Excerpted records:

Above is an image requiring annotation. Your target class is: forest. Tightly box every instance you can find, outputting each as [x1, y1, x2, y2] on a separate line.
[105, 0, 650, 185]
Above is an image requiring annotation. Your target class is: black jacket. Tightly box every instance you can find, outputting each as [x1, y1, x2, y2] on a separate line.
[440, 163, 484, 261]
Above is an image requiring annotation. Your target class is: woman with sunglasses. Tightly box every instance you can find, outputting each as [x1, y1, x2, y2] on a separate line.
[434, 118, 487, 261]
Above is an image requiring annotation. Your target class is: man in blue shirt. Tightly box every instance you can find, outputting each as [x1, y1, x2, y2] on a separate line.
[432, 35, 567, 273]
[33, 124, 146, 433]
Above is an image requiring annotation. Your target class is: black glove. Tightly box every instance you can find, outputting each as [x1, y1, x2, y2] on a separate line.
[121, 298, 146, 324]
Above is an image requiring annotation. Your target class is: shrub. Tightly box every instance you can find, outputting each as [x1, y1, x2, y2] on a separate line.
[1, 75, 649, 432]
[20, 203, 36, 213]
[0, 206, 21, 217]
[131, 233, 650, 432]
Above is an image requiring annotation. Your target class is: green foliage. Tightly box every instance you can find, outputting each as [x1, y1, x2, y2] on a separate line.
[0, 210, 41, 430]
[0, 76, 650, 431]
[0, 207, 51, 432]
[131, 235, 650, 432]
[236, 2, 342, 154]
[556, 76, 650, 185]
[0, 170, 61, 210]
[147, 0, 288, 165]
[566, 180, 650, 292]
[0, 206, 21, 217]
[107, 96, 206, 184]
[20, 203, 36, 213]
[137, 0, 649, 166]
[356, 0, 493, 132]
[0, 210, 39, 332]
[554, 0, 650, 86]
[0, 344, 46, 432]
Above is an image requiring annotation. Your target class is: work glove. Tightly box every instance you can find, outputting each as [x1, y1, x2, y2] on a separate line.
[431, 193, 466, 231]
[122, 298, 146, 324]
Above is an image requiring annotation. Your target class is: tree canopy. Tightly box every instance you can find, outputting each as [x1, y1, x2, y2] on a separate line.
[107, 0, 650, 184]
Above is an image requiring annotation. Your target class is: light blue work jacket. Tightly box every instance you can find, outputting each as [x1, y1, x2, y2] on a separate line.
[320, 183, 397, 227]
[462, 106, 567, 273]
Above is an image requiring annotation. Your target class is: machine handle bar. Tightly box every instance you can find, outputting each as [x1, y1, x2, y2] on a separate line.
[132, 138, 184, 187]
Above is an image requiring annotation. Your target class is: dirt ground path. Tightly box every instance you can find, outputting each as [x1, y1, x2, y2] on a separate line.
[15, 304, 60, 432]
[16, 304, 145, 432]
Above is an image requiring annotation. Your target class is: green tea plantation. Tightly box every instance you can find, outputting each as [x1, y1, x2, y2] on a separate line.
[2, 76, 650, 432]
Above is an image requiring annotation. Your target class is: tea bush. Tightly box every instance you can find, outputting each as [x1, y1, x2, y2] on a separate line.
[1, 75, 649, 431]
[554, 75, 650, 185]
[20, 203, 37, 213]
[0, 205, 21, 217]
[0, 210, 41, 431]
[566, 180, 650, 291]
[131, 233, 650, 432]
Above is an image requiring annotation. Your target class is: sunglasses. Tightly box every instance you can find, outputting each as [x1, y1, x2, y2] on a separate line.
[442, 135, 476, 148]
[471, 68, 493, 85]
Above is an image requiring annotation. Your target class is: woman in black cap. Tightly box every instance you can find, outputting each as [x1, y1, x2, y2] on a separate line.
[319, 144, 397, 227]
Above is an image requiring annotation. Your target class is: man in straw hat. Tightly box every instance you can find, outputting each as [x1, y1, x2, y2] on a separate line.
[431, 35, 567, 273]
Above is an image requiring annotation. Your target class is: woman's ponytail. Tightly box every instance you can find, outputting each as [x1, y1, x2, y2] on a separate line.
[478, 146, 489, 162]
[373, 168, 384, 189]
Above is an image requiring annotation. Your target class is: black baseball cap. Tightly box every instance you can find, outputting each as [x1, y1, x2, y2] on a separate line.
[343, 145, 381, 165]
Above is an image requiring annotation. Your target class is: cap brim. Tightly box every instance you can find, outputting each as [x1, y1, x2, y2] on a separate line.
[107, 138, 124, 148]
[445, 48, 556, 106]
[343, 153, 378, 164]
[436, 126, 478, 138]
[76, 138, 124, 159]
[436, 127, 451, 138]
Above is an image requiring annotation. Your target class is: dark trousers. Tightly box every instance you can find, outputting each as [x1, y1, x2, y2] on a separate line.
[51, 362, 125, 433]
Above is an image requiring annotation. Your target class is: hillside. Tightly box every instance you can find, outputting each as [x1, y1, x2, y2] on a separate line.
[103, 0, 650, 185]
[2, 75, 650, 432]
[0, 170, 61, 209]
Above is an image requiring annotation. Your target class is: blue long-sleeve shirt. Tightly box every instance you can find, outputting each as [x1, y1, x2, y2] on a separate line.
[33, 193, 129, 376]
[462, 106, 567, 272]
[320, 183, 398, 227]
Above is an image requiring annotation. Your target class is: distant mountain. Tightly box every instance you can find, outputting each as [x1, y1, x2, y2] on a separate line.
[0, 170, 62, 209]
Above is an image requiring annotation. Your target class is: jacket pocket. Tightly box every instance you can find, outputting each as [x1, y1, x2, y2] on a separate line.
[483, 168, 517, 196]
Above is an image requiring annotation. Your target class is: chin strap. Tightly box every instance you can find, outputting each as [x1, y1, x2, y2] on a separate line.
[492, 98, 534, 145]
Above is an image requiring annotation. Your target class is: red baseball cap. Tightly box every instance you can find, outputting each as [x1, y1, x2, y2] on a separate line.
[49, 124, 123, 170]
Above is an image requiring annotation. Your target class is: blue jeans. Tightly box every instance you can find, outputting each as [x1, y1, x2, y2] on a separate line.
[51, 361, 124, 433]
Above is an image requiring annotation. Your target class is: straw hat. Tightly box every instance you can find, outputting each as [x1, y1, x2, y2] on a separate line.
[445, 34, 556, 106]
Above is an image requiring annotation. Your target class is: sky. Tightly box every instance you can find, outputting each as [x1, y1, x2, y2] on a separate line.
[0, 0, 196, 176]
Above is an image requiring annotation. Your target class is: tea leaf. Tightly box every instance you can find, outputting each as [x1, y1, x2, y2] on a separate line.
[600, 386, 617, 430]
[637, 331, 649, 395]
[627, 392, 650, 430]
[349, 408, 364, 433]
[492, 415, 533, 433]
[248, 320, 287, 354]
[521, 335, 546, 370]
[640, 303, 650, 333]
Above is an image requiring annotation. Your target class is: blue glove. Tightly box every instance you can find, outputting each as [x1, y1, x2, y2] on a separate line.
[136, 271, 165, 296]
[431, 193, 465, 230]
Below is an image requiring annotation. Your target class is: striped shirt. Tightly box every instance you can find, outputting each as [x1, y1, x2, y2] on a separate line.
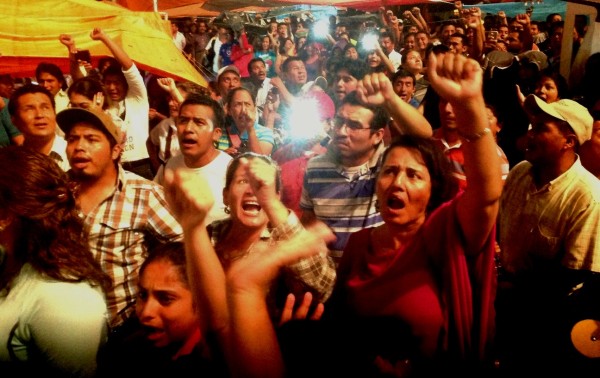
[80, 167, 183, 328]
[300, 143, 386, 265]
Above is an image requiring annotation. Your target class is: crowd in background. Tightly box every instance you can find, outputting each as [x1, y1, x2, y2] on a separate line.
[1, 2, 600, 377]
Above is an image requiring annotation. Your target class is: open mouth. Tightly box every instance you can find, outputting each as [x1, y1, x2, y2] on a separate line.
[242, 201, 261, 214]
[181, 137, 197, 146]
[387, 197, 406, 210]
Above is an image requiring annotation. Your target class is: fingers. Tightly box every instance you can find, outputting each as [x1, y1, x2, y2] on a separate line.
[278, 293, 295, 326]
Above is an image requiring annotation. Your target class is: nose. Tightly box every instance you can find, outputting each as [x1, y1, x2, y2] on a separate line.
[392, 171, 407, 189]
[137, 298, 158, 321]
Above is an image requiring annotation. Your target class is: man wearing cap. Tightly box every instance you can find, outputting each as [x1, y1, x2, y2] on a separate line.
[215, 65, 241, 105]
[57, 107, 183, 332]
[8, 84, 68, 170]
[495, 94, 600, 374]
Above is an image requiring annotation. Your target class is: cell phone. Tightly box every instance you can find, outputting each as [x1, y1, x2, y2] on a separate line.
[75, 49, 91, 62]
[486, 30, 499, 42]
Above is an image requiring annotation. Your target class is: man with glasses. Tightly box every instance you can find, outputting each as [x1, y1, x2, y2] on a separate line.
[155, 94, 232, 224]
[300, 72, 432, 265]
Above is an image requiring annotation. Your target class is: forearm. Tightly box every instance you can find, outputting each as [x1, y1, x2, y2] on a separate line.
[385, 95, 433, 137]
[183, 223, 229, 337]
[99, 34, 133, 70]
[227, 290, 285, 378]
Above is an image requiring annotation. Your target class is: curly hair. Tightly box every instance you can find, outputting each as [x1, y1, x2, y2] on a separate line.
[0, 146, 111, 292]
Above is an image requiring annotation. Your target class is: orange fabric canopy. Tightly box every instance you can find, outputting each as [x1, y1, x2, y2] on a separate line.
[0, 0, 207, 86]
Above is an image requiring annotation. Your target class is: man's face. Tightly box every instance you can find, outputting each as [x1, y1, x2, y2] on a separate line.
[228, 90, 256, 130]
[12, 92, 56, 142]
[198, 22, 208, 33]
[345, 47, 359, 60]
[506, 32, 523, 54]
[37, 72, 62, 96]
[416, 33, 429, 50]
[498, 26, 509, 41]
[249, 61, 267, 82]
[525, 115, 571, 166]
[66, 124, 120, 180]
[176, 104, 221, 166]
[404, 35, 415, 50]
[333, 68, 359, 101]
[393, 76, 415, 103]
[529, 24, 540, 35]
[438, 98, 458, 131]
[217, 71, 241, 98]
[331, 103, 383, 166]
[442, 25, 456, 41]
[380, 37, 395, 54]
[448, 35, 466, 54]
[284, 60, 307, 86]
[103, 74, 127, 102]
[0, 80, 14, 99]
[278, 24, 288, 37]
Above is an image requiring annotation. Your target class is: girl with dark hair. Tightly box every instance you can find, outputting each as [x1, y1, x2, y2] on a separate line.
[0, 146, 110, 377]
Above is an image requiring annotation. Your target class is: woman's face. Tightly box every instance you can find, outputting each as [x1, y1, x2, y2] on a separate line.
[136, 259, 199, 348]
[376, 146, 431, 228]
[367, 51, 382, 68]
[261, 36, 271, 51]
[535, 77, 560, 103]
[69, 92, 94, 109]
[403, 51, 423, 74]
[223, 161, 269, 230]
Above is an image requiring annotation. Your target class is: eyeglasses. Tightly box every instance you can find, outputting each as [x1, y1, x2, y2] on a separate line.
[331, 116, 372, 131]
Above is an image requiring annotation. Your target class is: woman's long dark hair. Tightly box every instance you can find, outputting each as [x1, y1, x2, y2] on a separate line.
[0, 146, 111, 292]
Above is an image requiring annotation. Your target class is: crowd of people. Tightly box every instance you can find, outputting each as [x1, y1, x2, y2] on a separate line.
[0, 3, 600, 377]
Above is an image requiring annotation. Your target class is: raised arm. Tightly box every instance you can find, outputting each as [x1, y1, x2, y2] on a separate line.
[356, 72, 433, 138]
[162, 169, 229, 344]
[90, 27, 133, 70]
[427, 52, 502, 254]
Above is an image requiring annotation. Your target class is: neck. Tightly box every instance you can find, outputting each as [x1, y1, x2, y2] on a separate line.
[24, 135, 55, 155]
[339, 147, 376, 168]
[373, 220, 424, 250]
[532, 153, 576, 188]
[184, 149, 219, 169]
[76, 166, 119, 215]
[442, 128, 461, 146]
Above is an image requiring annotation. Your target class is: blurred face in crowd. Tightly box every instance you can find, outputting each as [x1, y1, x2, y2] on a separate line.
[103, 74, 127, 102]
[217, 71, 241, 98]
[403, 50, 423, 75]
[393, 75, 416, 103]
[284, 59, 307, 86]
[535, 76, 560, 103]
[333, 68, 359, 101]
[37, 72, 62, 96]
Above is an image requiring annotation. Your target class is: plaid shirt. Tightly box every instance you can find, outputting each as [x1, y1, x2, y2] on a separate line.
[208, 211, 336, 304]
[81, 168, 183, 328]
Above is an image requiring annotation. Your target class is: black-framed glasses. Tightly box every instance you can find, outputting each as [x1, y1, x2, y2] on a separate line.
[331, 116, 372, 131]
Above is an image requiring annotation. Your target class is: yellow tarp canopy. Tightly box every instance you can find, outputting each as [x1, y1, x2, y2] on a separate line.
[0, 0, 207, 86]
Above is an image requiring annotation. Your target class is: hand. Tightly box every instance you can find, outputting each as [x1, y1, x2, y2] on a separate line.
[498, 10, 506, 18]
[227, 221, 335, 297]
[278, 292, 325, 326]
[516, 13, 530, 26]
[157, 77, 177, 93]
[403, 10, 412, 19]
[427, 52, 483, 105]
[237, 157, 279, 206]
[90, 28, 107, 41]
[59, 34, 77, 53]
[163, 169, 214, 229]
[90, 92, 105, 111]
[356, 72, 396, 106]
[411, 7, 421, 15]
[269, 77, 284, 90]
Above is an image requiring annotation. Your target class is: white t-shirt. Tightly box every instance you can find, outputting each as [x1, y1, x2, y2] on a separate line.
[155, 150, 232, 224]
[0, 264, 107, 377]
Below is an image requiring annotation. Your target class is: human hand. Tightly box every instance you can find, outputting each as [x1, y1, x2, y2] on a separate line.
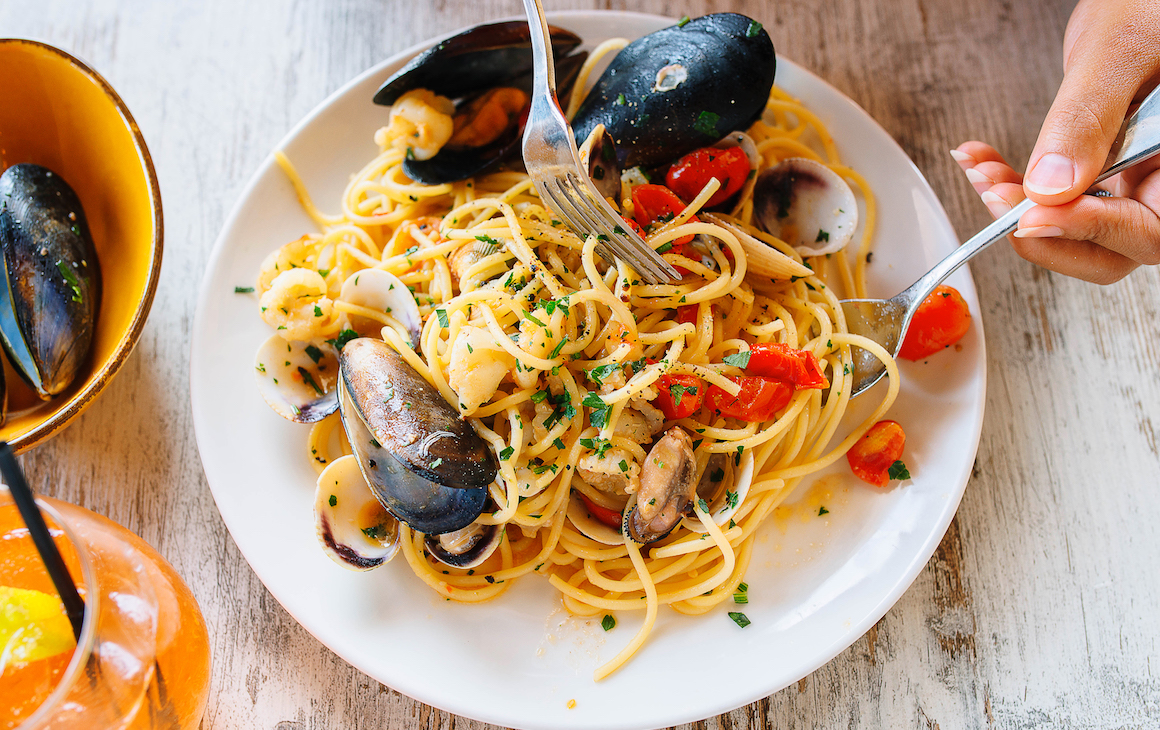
[951, 0, 1160, 284]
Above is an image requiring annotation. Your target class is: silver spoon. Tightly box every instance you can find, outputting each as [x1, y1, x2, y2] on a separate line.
[842, 83, 1160, 398]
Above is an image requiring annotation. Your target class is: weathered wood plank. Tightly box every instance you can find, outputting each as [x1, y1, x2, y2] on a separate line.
[2, 0, 1158, 728]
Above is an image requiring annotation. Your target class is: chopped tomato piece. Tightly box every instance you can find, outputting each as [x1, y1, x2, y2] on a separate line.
[654, 374, 703, 420]
[898, 285, 971, 361]
[846, 420, 907, 487]
[632, 184, 698, 246]
[578, 492, 624, 529]
[665, 146, 751, 207]
[705, 376, 793, 422]
[676, 305, 699, 326]
[622, 216, 646, 240]
[743, 343, 829, 389]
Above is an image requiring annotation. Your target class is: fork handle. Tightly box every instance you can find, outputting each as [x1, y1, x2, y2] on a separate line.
[896, 82, 1160, 312]
[522, 0, 556, 96]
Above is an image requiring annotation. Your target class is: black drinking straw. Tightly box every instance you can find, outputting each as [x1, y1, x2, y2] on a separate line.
[0, 441, 86, 640]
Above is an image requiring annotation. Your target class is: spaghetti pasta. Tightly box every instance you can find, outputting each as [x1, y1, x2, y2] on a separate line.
[255, 74, 899, 680]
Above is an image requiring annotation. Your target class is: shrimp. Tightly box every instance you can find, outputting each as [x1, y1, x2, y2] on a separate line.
[260, 268, 336, 341]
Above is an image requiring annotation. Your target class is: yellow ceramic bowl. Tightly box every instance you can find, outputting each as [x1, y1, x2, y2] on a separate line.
[0, 39, 162, 452]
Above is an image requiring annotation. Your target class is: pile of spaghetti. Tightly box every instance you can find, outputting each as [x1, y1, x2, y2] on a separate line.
[257, 72, 899, 678]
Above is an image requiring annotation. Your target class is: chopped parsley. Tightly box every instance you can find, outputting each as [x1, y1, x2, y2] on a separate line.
[327, 329, 359, 350]
[298, 367, 323, 396]
[328, 494, 337, 507]
[655, 241, 674, 254]
[618, 459, 629, 473]
[669, 383, 698, 408]
[677, 15, 691, 27]
[728, 611, 751, 628]
[499, 446, 515, 461]
[615, 93, 627, 106]
[531, 389, 549, 403]
[304, 345, 324, 364]
[888, 460, 911, 480]
[56, 261, 83, 303]
[588, 363, 621, 385]
[601, 614, 617, 631]
[579, 437, 614, 459]
[694, 110, 720, 136]
[723, 351, 751, 368]
[818, 506, 829, 516]
[816, 229, 830, 243]
[745, 20, 763, 37]
[234, 286, 255, 294]
[435, 308, 450, 328]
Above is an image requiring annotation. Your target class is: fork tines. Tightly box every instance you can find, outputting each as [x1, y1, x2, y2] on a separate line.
[537, 173, 679, 284]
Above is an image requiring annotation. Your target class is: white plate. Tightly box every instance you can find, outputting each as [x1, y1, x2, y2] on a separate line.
[191, 11, 985, 730]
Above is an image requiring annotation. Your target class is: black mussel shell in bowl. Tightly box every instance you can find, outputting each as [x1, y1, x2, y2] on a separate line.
[0, 163, 101, 404]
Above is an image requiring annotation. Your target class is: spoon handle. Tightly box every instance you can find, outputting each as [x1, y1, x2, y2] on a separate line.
[896, 82, 1160, 311]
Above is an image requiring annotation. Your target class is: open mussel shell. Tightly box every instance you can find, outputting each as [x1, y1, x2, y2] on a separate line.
[425, 521, 502, 568]
[337, 337, 497, 535]
[315, 454, 401, 571]
[373, 22, 582, 105]
[752, 157, 859, 257]
[572, 13, 775, 170]
[624, 427, 698, 544]
[0, 164, 101, 399]
[254, 335, 339, 423]
[339, 268, 422, 348]
[374, 21, 588, 185]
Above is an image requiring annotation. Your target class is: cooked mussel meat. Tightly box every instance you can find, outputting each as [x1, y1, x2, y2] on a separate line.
[0, 164, 101, 399]
[624, 426, 697, 544]
[374, 21, 589, 184]
[338, 337, 497, 535]
[572, 13, 775, 170]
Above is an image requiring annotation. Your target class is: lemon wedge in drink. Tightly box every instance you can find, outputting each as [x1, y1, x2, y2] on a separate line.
[0, 586, 76, 671]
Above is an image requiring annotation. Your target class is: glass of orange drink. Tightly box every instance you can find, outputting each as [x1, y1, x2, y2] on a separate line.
[0, 488, 211, 729]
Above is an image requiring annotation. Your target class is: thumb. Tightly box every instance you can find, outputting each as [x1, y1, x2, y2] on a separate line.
[1024, 60, 1138, 205]
[1023, 0, 1160, 206]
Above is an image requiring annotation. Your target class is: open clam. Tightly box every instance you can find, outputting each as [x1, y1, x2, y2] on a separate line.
[752, 157, 859, 257]
[254, 334, 339, 423]
[0, 163, 101, 400]
[315, 454, 400, 570]
[338, 268, 423, 348]
[337, 337, 497, 535]
[572, 13, 775, 170]
[681, 450, 755, 533]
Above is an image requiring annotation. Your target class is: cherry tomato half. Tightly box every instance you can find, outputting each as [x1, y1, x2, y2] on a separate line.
[632, 184, 698, 247]
[705, 376, 794, 422]
[743, 343, 829, 389]
[578, 492, 624, 529]
[898, 285, 971, 361]
[666, 146, 751, 207]
[846, 420, 906, 487]
[654, 374, 704, 420]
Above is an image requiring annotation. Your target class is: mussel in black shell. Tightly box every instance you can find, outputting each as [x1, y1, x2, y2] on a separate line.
[374, 21, 589, 184]
[337, 337, 497, 535]
[572, 13, 775, 170]
[0, 164, 101, 401]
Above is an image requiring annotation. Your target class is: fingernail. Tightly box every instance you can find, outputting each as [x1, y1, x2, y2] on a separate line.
[1025, 153, 1076, 195]
[949, 149, 974, 164]
[964, 168, 993, 185]
[980, 190, 1010, 218]
[1013, 225, 1063, 239]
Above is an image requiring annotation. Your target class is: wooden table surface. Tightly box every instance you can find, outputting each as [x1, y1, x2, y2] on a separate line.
[5, 0, 1160, 728]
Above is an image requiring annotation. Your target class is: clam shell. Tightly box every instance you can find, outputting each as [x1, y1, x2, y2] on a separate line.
[315, 454, 400, 571]
[254, 334, 339, 423]
[701, 213, 812, 281]
[752, 157, 859, 257]
[339, 268, 423, 349]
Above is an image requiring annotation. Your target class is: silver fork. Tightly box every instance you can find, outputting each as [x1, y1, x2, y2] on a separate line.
[519, 0, 680, 284]
[841, 81, 1160, 398]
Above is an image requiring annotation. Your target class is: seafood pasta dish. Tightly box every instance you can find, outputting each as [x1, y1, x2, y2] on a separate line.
[250, 14, 966, 679]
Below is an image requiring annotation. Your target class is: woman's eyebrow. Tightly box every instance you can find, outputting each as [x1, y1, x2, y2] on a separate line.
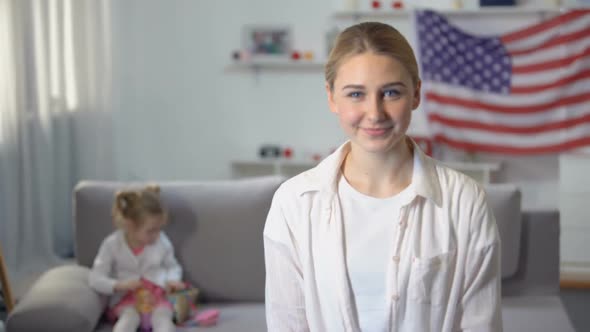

Exercise prompt:
To answer, repeat exactly the lines from the line containing "class is: clam" through the last line of the data above, leaving out all pictures.

Response area:
Above is an image requiring annotation. Your target class is: clam shell. Tightly box every instance you can find, outputting each as [x1, y1, x2, y2] on a separate line.
[315, 454, 400, 571]
[254, 334, 339, 423]
[701, 213, 812, 281]
[752, 157, 859, 257]
[339, 268, 423, 349]
Above is an image requiring annotation. Your target class is: silver fork. Tightly box every instance you can find, outputting each as [x1, y1, x2, y2] on a separate line.
[519, 0, 680, 284]
[841, 81, 1160, 398]
Above is an image requiring annotation. Your target class is: seafood pasta dish. Tightly box every instance you can find, outputting each as [x1, y1, x2, y2] on a separate line.
[250, 14, 966, 679]
Below is an image requiring annotation. Your target class is: woman's eyebrow. Tightly box every instance you can find, outputting each as [x1, y1, x2, y2] on a separate line.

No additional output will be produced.